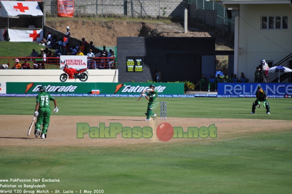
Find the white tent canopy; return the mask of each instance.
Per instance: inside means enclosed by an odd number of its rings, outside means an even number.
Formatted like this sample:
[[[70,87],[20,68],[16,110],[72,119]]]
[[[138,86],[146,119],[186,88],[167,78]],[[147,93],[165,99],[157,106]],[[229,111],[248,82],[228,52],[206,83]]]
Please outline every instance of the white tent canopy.
[[[36,1],[0,1],[0,17],[9,18],[21,15],[43,16],[43,14]]]

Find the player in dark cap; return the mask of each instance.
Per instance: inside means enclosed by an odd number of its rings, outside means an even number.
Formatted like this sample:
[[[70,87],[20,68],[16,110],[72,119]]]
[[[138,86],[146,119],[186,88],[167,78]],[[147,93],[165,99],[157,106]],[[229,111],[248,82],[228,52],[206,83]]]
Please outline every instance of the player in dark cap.
[[[251,114],[256,113],[256,107],[257,105],[259,105],[261,102],[262,102],[264,108],[266,108],[266,110],[267,110],[266,112],[267,114],[270,114],[270,105],[269,105],[268,102],[268,97],[266,94],[266,91],[262,88],[261,86],[258,86],[257,87],[256,95],[256,100],[253,103],[253,108]]]

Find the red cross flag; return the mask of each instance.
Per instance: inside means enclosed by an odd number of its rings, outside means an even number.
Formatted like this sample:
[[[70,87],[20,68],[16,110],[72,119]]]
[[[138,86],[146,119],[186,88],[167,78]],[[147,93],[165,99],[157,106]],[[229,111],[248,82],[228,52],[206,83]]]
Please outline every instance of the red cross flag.
[[[43,37],[43,30],[8,29],[10,42],[39,42]]]
[[[19,15],[43,16],[36,1],[0,1],[0,17],[8,18]]]
[[[0,40],[4,41],[4,35],[6,33],[7,29],[6,28],[0,28]]]

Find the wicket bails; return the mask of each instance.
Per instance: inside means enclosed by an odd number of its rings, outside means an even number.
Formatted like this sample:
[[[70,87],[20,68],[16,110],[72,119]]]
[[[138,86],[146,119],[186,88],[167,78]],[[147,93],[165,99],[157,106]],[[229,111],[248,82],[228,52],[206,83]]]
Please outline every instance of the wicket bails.
[[[166,119],[166,102],[160,102],[160,119]]]

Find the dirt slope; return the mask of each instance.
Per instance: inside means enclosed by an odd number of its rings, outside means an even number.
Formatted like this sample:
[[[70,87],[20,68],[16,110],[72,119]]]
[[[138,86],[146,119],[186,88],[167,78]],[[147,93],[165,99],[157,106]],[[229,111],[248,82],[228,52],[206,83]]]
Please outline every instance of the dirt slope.
[[[117,37],[214,37],[214,33],[196,28],[189,28],[183,33],[183,27],[179,23],[166,25],[164,23],[150,24],[127,21],[97,21],[67,20],[47,21],[46,25],[63,33],[66,27],[70,27],[72,36],[81,40],[83,37],[88,42],[93,42],[95,46],[108,47],[117,45]]]

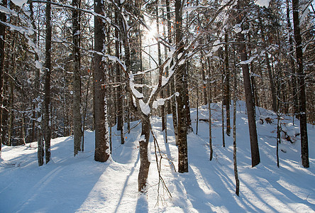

** Ziel **
Geben Sie die gesamten obigen Daten als JSON-Liste von Zeichenketten aus, mit genau einem Eintrag pro Zeile. Leerzeilen und die Bildverweise lassen Sie weg.

** Lösung **
[
  "Find the white tent canopy; return the mask of each instance.",
  "Per instance: inside means enclosed by an odd number of its rings, outside means an even number.",
  "Formatted like this sample:",
  "[[[70,87],[20,68],[16,110],[72,119]]]",
  "[[[138,86],[146,119],[186,88],[167,78]],[[147,93],[165,99],[157,106]],[[229,111],[248,82],[228,52],[206,83]]]",
  "Please outline every instance of the white tent canopy.",
  "[[[36,1],[0,1],[0,17],[9,18],[21,15],[43,16],[43,14]]]",
  "Find the player in dark cap; return the mask of each instance.",
  "Per instance: inside means enclosed by an odd number of its rings, outside means an even number.",
  "Formatted like this sample:",
  "[[[70,87],[20,68],[16,110],[72,119]]]",
  "[[[138,86],[146,119],[186,88],[167,78]],[[147,93],[165,99],[157,106]],[[229,111],[248,82],[228,52],[206,83]]]",
  "Please outline every instance of the player in dark cap.",
  "[[[251,114],[256,113],[256,107],[257,105],[259,105],[261,102],[262,102],[264,108],[266,108],[266,110],[267,110],[266,112],[267,114],[270,114],[270,105],[269,105],[268,102],[268,97],[266,94],[266,91],[262,88],[261,86],[258,86],[257,87],[256,95],[256,100],[253,103],[253,108]]]",
  "Find the red cross flag; return the mask of each instance.",
  "Per instance: inside means enclosed by an odd number of its rings, outside means an even number.",
  "Formatted like this sample:",
  "[[[70,87],[20,68],[16,110],[72,119]]]",
  "[[[138,86],[146,119],[186,88],[167,78]],[[147,93],[165,99],[157,106]],[[229,111],[248,82],[228,52],[206,83]]]",
  "Please outline every instance of the red cross flag.",
  "[[[43,37],[43,30],[8,29],[10,42],[39,42]]]",
  "[[[19,15],[43,16],[36,1],[0,1],[0,17],[8,18]]]",
  "[[[0,40],[4,41],[4,35],[6,33],[7,29],[6,28],[0,28]]]",
  "Find the wicket bails; return the mask of each instance.",
  "Per instance: inside means enclosed by an odd number of its rings, outside means an even number.",
  "Formatted like this sample:",
  "[[[70,87],[20,68],[16,110],[72,119]]]",
  "[[[138,86],[146,119],[186,88],[167,78]],[[147,93],[165,99],[157,106]],[[229,111],[248,82],[228,52],[206,83]]]",
  "Please outline every instance of the wicket bails.",
  "[[[166,119],[166,102],[160,102],[160,119]]]",
  "Find the dirt slope; return the mask of each instance.",
  "Per instance: inside means enclosed by an odd number of its rings, outside means an even number.",
  "Formatted like this sample:",
  "[[[70,87],[20,68],[16,110],[72,119]]]",
  "[[[138,86],[146,119],[186,88],[167,78]],[[147,93],[165,99],[157,106]],[[229,111],[248,82],[228,52],[206,83]]]",
  "Please outline every instance of the dirt slope.",
  "[[[117,37],[214,37],[214,33],[196,28],[189,28],[183,33],[183,27],[179,23],[166,25],[164,23],[150,24],[127,21],[97,21],[67,20],[47,21],[46,25],[63,33],[66,27],[70,27],[72,36],[81,40],[83,37],[88,42],[93,42],[95,46],[108,47],[117,45]]]"
]